Переведите на английский язык предложение из текста о планах русского Генерального штаба: «В то же время возможности мобилизации и развертывания русских войск были значительно ниже».

_Показанный текст_:
------------------------------

Генерал Н. Н. Головин, характеризуя этих людей, пишет, что по своим профессиональным качествам Иванов и Алексеев уступали противнику. Если личность первого в военном отношении являлась незначительной, то относительно генерала Конрада сказать этого ни в коем случае нельзя. Генерал Конрад долгое время до войны являлся выдающимся начальником Генерального штаба австро-венгерской армии, и появление его в роли начальника штаба австро-венгерского главнокомандования, при условии что пост главнокомандующего будет иметь по преимуществу почетное значение, не могло быть ни для кого секретом. Таким образом, базировать свое решение дать сражение в форме «Канн» на ничтожности неприятельского главного командования изначально было ошибочным. На этом основании Н. Н. Головин делает вывод о том, что «Главное управление русского Генерального штаба не имело никакого основания»[8].
Ошибался русский Генеральный штаб и в отношении соотношения сил и средств в полосе действий Юго-Западного фронта. Они превосходили противника только по количеству кавалерии. Но Данилов считал, что «Россия имела все основания рассчитывать восполнить недостающую численность своих войск их доблестью»[9].
При этом русское командование ошибочно было убеждено, что сможет упредить противника в развертывании войск в начале войны. При этом расчеты делались на том основании, что «судьбе было угодно, чтобы в руки нашего ГУГШ (Главного управления Генерального штаба. – Авт.) попали в 1909–1912 гг. подробные сведения о намеченном австро-венгерским планом войны развертывании». На этом основании «составители нашего плана считали, что выбор «поля» предстоящего генерального сражения будет принадлежать нам»[10].
Но в последующем планы австро-венгерского командования менялись. Несмотря на это, Генеральный штаб русской армии продолжал ориентироваться на старые стратегические планы противника, даже при которых выходило, что австро-венгерская армия сможет закончить свое сосредоточение в Восточной Галиции к исходу 15-го дня мобилизации. В то же время возможности мобилизации и развертывания русских войск были значительно ниже. Так, по подсчетам выходило, что войска Юго-Западного фронта могли произвести частичное развертывание (36 пехотных дивизий) только на 25-й день после объявления мобилизации, а остальных 13 пехотных дивизий – к 40-му дню. В результате этого у военных специалистов не оставалось сомнений, что «в начале операций на Юго-Западном фронте инициатива в действиях окажется в руках наших врагов»[11].

------------------------------

_Строки данных_:
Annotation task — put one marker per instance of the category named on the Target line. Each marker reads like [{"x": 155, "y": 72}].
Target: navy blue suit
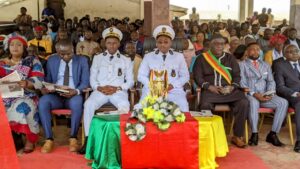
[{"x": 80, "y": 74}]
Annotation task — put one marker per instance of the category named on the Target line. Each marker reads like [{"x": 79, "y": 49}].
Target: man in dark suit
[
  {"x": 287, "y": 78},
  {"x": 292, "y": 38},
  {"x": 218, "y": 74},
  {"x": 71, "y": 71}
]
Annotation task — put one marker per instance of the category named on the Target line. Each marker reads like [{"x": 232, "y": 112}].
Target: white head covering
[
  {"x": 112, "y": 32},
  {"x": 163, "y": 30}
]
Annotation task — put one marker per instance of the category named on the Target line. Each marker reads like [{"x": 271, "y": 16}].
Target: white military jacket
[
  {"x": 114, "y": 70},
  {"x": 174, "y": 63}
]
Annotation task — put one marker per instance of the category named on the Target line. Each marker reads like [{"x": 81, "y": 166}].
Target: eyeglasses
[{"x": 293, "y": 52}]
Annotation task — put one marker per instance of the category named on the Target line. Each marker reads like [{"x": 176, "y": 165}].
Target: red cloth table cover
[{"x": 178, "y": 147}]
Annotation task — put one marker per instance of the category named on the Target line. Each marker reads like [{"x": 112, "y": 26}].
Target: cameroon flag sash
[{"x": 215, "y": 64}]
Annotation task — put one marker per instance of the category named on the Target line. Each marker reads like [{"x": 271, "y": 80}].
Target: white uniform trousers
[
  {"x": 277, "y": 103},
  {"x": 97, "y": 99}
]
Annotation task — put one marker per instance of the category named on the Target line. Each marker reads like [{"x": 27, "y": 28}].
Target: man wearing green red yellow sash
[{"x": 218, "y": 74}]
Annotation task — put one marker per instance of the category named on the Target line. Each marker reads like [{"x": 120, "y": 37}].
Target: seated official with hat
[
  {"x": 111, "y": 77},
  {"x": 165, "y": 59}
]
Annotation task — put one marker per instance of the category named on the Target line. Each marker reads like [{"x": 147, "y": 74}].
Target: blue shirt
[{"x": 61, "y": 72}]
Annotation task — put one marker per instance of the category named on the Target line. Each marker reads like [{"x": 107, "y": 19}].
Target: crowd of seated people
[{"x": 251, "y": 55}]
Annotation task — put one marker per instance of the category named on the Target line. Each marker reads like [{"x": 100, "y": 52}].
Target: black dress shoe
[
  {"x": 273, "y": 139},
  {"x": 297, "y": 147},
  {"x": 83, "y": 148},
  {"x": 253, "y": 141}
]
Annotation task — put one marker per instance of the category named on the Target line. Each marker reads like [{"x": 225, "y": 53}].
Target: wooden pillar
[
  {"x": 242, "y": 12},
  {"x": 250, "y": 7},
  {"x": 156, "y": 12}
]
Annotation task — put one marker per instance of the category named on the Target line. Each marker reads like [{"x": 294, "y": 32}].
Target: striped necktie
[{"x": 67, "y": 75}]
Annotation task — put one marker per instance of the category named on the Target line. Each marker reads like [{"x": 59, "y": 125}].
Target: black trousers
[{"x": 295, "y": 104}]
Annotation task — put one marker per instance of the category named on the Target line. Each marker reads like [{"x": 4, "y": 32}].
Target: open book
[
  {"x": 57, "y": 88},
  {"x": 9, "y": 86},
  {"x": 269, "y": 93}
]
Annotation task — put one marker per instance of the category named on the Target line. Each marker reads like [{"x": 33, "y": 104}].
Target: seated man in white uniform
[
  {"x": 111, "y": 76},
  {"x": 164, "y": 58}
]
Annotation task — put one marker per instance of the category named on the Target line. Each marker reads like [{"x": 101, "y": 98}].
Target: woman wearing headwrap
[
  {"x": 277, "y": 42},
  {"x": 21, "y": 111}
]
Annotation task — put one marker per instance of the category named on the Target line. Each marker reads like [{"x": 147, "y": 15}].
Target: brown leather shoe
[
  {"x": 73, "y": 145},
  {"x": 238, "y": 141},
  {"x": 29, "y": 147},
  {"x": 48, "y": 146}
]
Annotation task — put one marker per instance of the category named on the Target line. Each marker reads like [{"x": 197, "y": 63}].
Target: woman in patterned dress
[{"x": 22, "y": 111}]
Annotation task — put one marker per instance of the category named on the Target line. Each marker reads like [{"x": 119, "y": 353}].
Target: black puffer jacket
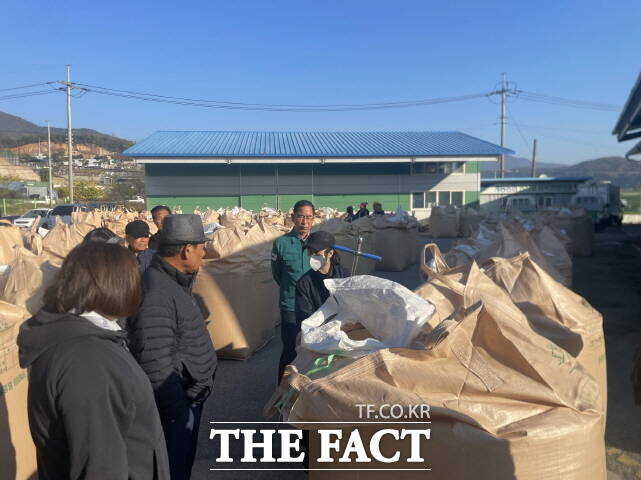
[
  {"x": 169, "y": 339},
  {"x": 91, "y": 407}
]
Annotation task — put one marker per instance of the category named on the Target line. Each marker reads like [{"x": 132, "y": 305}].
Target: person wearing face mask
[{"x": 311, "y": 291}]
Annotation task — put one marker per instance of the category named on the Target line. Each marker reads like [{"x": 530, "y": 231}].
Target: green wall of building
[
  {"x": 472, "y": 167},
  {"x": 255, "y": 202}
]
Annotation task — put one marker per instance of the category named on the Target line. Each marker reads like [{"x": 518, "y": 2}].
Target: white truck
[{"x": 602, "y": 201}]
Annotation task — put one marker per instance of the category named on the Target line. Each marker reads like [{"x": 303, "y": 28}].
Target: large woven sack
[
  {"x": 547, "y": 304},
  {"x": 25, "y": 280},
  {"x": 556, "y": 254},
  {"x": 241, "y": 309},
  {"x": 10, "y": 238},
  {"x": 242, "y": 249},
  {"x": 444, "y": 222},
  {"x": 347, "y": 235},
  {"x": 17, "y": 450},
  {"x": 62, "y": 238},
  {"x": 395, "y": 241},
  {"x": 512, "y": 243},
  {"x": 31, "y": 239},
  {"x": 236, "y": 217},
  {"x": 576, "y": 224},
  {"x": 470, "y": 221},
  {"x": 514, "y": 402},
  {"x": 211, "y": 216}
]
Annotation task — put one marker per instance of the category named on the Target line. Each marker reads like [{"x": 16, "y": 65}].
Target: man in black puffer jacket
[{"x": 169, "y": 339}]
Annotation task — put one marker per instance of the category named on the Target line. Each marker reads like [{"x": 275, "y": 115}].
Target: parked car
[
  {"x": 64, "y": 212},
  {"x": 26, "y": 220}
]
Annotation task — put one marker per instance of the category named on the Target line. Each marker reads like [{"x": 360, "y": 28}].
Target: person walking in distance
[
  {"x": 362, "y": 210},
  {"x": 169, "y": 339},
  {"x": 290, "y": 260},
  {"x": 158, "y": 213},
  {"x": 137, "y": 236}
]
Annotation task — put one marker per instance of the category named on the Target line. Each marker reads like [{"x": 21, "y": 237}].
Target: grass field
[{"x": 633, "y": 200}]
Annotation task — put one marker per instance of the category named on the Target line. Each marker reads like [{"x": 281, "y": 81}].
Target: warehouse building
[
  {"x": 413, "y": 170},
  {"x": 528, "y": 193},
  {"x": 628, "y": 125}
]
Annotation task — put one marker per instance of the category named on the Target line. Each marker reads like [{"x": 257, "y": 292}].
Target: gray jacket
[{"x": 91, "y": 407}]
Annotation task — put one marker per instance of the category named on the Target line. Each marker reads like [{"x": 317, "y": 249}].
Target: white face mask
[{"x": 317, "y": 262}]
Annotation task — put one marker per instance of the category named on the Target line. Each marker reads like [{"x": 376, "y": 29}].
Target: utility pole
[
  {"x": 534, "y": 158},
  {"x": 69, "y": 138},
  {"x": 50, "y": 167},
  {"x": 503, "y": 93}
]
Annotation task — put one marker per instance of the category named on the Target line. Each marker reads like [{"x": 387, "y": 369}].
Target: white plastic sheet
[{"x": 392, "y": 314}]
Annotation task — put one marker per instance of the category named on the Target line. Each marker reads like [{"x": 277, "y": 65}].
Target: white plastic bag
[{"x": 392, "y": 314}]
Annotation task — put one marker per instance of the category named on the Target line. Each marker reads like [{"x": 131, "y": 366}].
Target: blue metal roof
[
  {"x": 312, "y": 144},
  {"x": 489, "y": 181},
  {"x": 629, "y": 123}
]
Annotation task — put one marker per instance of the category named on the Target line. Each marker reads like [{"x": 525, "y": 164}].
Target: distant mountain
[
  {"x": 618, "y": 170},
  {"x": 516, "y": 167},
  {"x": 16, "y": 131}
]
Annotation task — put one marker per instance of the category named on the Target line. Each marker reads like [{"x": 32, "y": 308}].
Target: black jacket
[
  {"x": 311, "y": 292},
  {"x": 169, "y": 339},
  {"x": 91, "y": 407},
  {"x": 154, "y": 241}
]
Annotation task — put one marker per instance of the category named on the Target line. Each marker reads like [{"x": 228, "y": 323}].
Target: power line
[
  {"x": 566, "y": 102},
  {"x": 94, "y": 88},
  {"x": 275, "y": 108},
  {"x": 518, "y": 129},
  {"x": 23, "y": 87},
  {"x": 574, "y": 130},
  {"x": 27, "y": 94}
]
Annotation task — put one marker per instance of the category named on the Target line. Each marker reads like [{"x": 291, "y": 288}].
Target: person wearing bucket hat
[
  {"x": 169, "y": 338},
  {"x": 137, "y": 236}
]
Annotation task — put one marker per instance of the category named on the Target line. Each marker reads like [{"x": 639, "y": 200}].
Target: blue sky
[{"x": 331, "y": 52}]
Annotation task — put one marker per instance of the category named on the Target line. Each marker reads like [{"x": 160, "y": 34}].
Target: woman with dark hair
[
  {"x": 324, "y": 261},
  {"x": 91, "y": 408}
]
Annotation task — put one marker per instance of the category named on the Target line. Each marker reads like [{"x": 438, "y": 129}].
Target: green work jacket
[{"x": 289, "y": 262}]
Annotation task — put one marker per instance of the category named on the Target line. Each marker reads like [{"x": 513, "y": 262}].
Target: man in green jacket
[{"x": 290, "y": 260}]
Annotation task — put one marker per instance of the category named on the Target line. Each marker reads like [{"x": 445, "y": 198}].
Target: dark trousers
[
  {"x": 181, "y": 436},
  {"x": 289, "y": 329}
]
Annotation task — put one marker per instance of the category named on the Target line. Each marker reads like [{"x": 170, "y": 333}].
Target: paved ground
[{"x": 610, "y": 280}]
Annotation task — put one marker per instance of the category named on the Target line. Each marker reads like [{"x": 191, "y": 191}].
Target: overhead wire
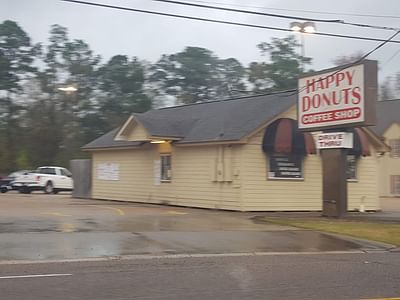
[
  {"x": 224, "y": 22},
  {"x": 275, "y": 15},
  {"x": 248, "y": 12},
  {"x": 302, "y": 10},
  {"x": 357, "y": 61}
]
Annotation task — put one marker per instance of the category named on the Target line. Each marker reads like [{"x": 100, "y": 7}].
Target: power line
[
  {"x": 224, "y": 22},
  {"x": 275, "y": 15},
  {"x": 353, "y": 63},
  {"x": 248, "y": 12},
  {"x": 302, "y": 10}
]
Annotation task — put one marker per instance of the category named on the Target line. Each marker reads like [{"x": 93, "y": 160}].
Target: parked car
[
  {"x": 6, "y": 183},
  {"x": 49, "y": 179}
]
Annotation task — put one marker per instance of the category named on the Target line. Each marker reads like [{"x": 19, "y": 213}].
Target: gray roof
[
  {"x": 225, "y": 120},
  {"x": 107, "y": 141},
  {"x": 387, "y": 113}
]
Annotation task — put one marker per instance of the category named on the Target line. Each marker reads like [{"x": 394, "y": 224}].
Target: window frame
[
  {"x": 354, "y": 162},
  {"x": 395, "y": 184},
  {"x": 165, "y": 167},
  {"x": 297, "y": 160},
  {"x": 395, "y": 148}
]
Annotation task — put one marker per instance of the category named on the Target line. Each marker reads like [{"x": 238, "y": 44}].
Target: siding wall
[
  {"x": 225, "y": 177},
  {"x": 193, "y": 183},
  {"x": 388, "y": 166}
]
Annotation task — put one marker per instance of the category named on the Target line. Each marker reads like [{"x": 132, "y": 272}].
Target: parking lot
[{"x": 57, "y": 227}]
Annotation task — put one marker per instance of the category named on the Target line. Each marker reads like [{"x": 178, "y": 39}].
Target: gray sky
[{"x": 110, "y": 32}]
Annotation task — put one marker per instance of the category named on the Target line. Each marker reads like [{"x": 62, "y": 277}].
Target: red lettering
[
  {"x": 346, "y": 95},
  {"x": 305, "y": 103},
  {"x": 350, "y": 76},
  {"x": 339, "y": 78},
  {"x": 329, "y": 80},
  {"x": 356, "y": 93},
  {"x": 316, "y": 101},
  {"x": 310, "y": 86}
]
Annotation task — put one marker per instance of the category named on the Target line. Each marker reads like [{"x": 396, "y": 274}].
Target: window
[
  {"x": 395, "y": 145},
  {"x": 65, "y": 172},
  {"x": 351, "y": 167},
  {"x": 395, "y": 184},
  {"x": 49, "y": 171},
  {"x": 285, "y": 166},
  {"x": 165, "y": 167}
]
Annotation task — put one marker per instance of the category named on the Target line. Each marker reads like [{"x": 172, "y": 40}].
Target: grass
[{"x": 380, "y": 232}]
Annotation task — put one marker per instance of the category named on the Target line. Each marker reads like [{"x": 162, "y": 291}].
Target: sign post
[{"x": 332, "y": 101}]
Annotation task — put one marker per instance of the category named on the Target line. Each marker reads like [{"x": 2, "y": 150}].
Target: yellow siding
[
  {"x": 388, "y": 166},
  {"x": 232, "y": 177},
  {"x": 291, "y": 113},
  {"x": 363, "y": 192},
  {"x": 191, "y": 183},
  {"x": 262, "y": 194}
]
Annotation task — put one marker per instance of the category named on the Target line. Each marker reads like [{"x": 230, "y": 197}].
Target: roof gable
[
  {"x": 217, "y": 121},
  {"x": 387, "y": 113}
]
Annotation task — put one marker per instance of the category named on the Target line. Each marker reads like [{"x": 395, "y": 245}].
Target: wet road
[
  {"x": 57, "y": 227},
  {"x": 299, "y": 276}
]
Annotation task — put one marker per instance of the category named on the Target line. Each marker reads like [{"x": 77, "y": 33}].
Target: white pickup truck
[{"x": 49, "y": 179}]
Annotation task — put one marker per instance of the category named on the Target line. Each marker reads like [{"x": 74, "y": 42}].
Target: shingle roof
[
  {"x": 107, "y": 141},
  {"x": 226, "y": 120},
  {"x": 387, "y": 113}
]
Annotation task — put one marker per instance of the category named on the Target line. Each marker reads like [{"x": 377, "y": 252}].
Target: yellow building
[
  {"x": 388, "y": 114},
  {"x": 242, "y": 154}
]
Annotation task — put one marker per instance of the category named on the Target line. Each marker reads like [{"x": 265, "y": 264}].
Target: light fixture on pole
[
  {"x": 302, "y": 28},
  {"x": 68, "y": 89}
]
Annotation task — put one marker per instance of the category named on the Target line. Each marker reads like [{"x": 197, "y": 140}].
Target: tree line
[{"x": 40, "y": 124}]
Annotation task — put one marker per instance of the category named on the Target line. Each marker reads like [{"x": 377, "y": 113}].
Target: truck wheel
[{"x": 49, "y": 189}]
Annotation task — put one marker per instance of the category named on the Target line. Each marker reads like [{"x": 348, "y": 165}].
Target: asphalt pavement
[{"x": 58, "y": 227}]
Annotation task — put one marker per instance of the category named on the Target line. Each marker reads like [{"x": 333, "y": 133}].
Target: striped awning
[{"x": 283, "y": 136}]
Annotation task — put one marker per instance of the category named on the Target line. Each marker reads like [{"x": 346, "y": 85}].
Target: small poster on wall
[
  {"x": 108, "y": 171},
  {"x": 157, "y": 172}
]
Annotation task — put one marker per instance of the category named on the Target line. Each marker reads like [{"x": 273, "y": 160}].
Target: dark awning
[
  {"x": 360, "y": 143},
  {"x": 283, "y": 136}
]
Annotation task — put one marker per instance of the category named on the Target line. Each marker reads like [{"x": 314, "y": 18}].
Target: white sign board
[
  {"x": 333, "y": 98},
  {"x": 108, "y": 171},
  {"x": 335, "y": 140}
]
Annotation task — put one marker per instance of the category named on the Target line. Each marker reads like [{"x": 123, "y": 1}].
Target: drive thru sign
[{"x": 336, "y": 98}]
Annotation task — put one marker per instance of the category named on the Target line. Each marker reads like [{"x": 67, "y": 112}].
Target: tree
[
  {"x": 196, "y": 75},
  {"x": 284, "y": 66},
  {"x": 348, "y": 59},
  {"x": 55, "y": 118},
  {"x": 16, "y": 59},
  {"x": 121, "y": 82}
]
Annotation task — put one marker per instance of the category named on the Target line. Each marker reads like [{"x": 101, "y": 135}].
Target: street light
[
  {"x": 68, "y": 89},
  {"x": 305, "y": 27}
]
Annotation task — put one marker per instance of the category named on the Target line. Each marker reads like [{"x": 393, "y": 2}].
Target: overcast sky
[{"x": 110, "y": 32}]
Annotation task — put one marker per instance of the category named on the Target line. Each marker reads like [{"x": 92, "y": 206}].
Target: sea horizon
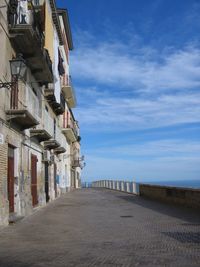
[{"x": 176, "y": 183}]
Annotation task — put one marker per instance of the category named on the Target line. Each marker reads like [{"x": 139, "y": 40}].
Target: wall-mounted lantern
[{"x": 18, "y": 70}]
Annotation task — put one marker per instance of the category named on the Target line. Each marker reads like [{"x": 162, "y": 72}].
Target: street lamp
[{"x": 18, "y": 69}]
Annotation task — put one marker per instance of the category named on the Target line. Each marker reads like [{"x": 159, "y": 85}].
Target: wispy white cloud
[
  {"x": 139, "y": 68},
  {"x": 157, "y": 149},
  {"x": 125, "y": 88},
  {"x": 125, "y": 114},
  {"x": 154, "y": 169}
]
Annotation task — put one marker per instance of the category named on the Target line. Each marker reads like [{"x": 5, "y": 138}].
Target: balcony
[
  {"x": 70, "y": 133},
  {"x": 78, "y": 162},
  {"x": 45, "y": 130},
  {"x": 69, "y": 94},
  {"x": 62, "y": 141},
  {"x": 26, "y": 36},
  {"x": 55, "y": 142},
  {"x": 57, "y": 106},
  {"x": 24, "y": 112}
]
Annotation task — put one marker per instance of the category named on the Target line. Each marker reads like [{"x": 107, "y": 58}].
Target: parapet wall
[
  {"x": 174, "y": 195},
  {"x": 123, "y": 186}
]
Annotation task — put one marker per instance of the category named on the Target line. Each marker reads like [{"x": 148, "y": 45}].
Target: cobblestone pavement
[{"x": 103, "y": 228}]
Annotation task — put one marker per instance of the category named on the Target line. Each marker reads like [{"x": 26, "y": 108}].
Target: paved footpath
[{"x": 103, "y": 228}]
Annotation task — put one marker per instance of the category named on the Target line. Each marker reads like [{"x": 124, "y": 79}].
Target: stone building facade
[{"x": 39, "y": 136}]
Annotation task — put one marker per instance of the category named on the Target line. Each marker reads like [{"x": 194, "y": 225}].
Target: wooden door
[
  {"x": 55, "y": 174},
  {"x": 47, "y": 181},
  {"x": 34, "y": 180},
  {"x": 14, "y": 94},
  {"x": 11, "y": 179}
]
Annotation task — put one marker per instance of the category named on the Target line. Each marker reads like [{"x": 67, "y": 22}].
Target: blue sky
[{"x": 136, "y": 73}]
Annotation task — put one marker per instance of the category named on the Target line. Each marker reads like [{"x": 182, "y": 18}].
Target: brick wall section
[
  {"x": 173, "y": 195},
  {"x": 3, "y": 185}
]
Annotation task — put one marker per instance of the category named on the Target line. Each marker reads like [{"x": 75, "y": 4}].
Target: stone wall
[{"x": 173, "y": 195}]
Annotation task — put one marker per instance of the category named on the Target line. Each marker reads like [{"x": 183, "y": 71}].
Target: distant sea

------------------------------

_Ответ к заданию_: At the same time, the capacity of the Russian troops for mobilization and deployment was considerably lower.